-- Opening Marker --

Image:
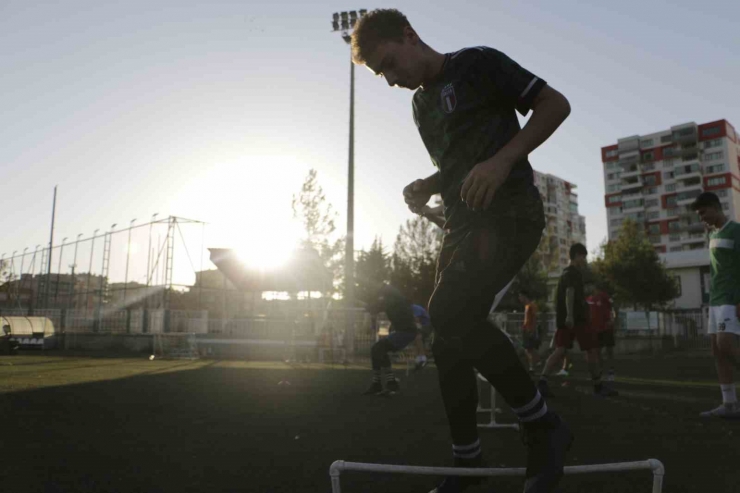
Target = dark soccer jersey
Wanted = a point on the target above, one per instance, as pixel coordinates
(397, 308)
(571, 278)
(467, 115)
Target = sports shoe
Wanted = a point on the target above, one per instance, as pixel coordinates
(392, 387)
(374, 389)
(547, 441)
(727, 411)
(544, 389)
(456, 484)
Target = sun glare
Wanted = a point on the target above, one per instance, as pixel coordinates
(270, 249)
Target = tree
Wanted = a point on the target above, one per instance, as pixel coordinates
(631, 269)
(317, 217)
(414, 260)
(372, 269)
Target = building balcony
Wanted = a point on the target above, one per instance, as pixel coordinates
(686, 136)
(631, 172)
(634, 185)
(684, 185)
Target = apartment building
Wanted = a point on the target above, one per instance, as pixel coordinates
(653, 179)
(564, 225)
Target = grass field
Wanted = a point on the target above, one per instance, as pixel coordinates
(84, 424)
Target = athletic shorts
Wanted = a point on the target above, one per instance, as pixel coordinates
(606, 338)
(587, 339)
(530, 340)
(399, 340)
(723, 319)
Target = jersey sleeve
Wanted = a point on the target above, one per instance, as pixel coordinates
(510, 81)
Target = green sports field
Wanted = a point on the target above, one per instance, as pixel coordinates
(86, 424)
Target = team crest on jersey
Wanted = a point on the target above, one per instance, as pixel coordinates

-- Closing Marker --

GOAL OF THE EXERCISE
If a picture appears among the records, leave it out, and otherwise reproduce exactly every line from the first line through the one with "Target = sun glare", both included.

COMPLETED EXERCISE
Image:
Target = dark soccer jersey
Wanted = a point on the target above, one per instance, as pixel coordinates
(397, 308)
(571, 278)
(467, 115)
Target = sports shoe
Wanted = a point on the target above, one per instance, as pixel coordinates
(392, 387)
(374, 389)
(547, 441)
(727, 411)
(544, 389)
(456, 484)
Target = sun glare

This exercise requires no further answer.